Problem to work on: Please output exactly the lines from the one containing "Return: a pixel" through the last line of the records, both included.

Listed entries:
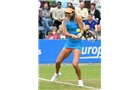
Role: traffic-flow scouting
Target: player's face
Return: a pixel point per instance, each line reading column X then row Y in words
column 89, row 17
column 69, row 15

Solution below:
Return: a pixel point per instance, each line reading column X then row Y in words
column 89, row 17
column 69, row 15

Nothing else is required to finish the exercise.